| WHAT TO WORK ON |
Swap "black bag" for "dark handbag" in the rows below, starting at the line that contains "of the shallow" and ending at the end of the rows, and give those lines back with nothing else changed. Leave the pictures out of your answer.

| ENTRIES PROVIDED |
┄┄┄┄┄┄

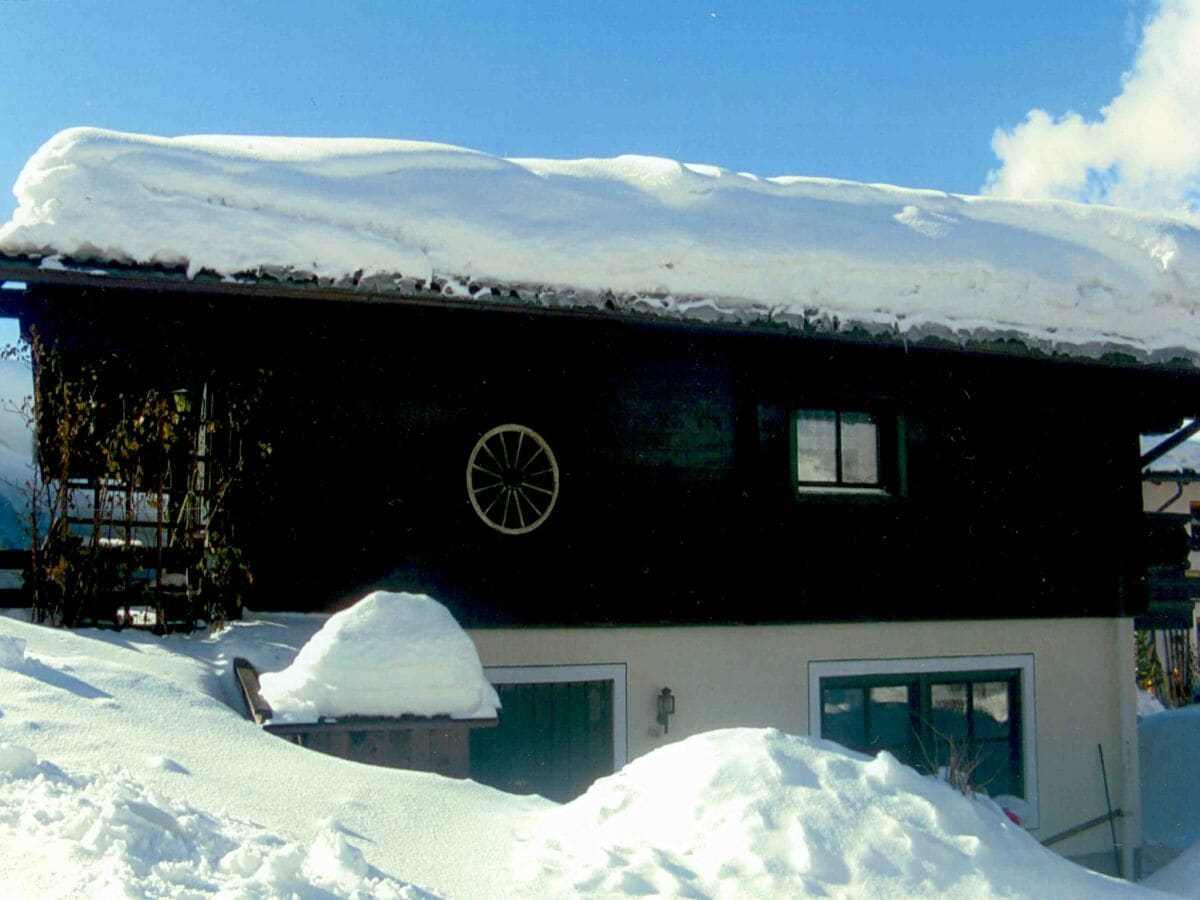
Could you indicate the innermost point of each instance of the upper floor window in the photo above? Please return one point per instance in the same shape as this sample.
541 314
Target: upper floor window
837 449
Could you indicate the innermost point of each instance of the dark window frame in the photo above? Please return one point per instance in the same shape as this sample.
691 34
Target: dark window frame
923 747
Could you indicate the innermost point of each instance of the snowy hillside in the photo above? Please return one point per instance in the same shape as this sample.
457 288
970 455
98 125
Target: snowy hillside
127 769
648 234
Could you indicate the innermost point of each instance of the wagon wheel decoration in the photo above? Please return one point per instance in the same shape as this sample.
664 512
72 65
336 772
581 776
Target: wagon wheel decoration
513 479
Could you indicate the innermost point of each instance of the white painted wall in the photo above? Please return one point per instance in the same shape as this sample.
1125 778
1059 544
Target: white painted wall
759 676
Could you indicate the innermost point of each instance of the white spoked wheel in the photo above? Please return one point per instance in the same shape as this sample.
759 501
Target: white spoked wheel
513 479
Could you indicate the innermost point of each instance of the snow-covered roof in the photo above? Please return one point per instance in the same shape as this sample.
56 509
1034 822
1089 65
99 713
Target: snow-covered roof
388 654
636 233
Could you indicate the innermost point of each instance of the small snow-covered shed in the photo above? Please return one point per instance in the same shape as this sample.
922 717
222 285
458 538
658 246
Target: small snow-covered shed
683 448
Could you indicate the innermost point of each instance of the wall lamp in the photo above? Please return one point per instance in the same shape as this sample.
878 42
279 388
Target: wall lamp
666 708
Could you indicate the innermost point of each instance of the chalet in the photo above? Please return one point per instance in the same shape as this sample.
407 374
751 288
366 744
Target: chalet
682 449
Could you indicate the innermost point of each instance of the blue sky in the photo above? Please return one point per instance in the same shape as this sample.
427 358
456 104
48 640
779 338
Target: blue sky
904 93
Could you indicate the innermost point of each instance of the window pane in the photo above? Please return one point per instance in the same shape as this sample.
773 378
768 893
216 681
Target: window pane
999 772
949 713
816 445
989 714
843 718
859 449
891 723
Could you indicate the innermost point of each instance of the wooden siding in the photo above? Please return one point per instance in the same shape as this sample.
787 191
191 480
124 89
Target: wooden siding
1014 483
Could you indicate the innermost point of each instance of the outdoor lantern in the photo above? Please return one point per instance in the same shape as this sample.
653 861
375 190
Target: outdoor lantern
666 708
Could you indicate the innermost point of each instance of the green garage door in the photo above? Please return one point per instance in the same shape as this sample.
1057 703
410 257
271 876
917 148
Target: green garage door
553 739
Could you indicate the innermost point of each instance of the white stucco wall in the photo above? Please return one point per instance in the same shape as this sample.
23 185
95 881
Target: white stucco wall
759 676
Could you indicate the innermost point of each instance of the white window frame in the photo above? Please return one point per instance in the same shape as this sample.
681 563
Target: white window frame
931 665
615 672
879 489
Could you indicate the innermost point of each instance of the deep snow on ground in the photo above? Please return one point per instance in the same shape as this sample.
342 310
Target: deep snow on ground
129 769
652 234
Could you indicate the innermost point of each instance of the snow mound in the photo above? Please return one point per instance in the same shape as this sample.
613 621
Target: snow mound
125 840
654 235
389 654
12 652
757 813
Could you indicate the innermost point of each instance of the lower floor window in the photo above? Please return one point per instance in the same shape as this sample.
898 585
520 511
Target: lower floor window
973 720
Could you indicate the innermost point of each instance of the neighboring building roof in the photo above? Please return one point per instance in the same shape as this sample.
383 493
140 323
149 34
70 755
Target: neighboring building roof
637 234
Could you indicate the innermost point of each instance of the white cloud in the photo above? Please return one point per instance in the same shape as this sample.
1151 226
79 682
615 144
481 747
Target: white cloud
1144 149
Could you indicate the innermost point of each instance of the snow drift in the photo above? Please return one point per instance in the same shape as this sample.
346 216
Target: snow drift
388 654
124 768
757 813
649 234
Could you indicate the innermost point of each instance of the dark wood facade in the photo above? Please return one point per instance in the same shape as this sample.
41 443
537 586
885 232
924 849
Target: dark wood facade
1013 483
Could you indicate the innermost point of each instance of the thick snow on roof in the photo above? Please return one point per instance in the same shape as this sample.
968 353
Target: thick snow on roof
388 654
651 234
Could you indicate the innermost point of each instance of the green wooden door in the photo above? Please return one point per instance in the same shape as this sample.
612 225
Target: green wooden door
553 739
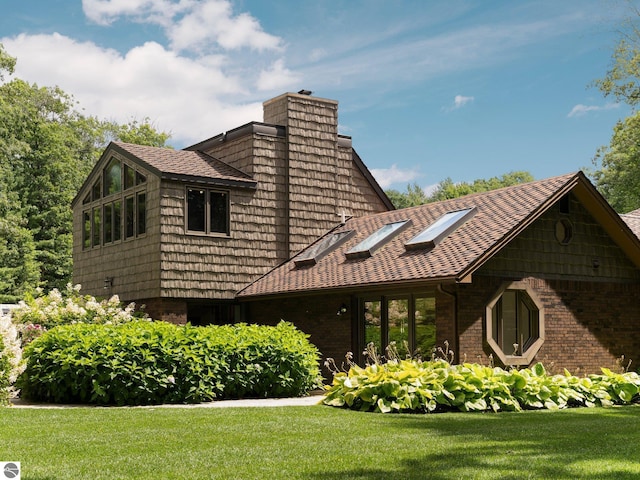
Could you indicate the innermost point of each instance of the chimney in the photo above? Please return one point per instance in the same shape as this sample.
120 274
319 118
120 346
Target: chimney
315 171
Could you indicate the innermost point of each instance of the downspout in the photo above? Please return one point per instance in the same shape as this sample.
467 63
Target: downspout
287 196
454 296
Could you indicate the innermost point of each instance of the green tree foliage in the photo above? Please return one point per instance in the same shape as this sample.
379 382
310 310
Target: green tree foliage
414 195
618 175
47 148
448 189
622 80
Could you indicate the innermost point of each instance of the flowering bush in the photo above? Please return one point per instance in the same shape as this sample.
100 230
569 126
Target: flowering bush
11 364
36 315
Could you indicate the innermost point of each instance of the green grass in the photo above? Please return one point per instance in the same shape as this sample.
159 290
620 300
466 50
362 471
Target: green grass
319 443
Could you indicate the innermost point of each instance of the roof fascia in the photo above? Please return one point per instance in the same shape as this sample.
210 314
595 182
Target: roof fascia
187 178
610 220
391 288
595 204
96 167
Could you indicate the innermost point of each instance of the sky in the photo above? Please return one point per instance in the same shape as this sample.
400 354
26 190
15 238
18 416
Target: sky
427 89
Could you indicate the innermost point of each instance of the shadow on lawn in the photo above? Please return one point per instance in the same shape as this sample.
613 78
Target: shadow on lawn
581 443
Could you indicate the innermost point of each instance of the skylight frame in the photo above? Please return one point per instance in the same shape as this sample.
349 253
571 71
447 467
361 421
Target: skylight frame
323 247
444 226
377 239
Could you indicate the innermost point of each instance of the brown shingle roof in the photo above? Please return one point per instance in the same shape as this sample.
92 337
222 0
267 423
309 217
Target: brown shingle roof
184 164
633 220
500 216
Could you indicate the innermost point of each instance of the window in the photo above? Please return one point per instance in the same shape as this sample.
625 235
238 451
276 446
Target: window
407 320
515 324
377 239
313 254
141 213
207 211
113 177
563 231
440 229
112 210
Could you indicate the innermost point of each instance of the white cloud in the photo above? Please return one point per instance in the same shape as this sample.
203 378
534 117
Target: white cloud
193 99
189 24
105 12
193 88
277 77
213 20
580 110
389 176
460 101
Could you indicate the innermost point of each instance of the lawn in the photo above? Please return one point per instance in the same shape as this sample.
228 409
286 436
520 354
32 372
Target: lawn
319 443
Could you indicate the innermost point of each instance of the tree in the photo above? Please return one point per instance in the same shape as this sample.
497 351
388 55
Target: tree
47 148
617 174
622 80
618 178
448 189
414 195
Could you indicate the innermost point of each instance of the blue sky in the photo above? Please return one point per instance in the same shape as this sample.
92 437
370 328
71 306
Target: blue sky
427 89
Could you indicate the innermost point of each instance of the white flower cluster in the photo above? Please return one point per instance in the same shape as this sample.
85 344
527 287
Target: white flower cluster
13 353
57 308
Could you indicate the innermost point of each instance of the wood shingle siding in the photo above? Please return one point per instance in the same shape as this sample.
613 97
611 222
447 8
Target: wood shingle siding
286 180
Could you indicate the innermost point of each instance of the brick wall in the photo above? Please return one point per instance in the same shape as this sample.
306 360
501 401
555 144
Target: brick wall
588 325
314 315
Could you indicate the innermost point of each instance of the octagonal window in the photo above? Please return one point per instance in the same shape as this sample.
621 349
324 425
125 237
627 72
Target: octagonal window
515 324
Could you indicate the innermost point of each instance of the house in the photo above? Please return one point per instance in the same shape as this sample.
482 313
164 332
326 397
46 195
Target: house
632 219
182 231
543 271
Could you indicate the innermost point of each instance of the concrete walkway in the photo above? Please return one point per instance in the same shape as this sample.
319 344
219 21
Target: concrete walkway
313 399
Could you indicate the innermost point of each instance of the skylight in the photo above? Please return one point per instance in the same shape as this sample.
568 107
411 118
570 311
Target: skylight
440 229
313 254
377 239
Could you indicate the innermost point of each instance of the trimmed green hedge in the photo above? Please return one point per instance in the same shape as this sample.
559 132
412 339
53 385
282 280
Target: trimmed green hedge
415 386
143 362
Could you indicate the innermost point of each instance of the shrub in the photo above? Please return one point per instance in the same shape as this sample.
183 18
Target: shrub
436 385
35 315
11 364
142 362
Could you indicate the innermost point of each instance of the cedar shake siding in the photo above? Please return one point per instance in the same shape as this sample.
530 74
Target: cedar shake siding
556 238
286 182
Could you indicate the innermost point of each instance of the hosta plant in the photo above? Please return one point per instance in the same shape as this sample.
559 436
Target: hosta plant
436 385
142 363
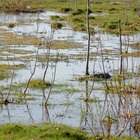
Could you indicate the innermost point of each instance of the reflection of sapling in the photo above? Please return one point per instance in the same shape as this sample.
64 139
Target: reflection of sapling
11 25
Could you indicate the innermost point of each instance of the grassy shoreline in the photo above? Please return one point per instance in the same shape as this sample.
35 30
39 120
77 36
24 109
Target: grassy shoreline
106 13
48 132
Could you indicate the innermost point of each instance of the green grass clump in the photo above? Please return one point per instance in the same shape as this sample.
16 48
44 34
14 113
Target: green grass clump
56 25
5 70
39 83
78 12
79 27
55 17
11 25
4 74
65 10
112 25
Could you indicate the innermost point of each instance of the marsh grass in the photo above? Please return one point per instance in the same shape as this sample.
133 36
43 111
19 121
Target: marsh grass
56 25
41 132
5 70
124 11
39 83
49 132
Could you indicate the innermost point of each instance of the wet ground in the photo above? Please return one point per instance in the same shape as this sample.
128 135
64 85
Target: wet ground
68 102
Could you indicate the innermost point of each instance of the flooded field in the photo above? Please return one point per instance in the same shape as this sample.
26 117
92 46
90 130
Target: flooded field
32 50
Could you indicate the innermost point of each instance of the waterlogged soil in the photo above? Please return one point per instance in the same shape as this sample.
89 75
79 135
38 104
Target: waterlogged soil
86 105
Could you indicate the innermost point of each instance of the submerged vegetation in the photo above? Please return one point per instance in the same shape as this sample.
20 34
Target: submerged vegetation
39 83
47 131
104 103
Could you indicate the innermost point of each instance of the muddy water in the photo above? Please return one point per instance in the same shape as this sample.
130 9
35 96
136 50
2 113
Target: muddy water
67 104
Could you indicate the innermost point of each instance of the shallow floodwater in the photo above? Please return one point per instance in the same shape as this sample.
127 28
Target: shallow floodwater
68 103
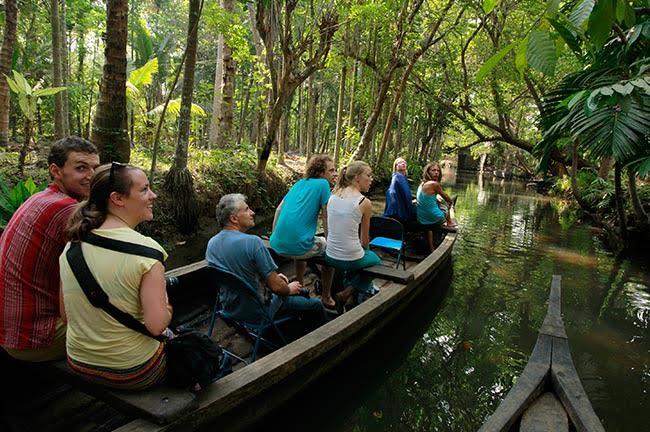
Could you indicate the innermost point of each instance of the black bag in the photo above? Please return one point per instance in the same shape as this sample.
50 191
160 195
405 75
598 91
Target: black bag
192 356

┄┄┄┄┄┄

| EXERCISE SOLUTION |
Could you indicate the innermost point of each instance of the shallow floodwater in the photo above? Please return one point per instance in the same shape as this sample.
127 28
Target: shallow floodwater
68 103
Could you indicate the innermost point of each instance of the dark handbag in the photo above? Please return one point per instance in the same shape as this sample.
50 191
160 195
405 75
598 91
Target: dark handbag
192 356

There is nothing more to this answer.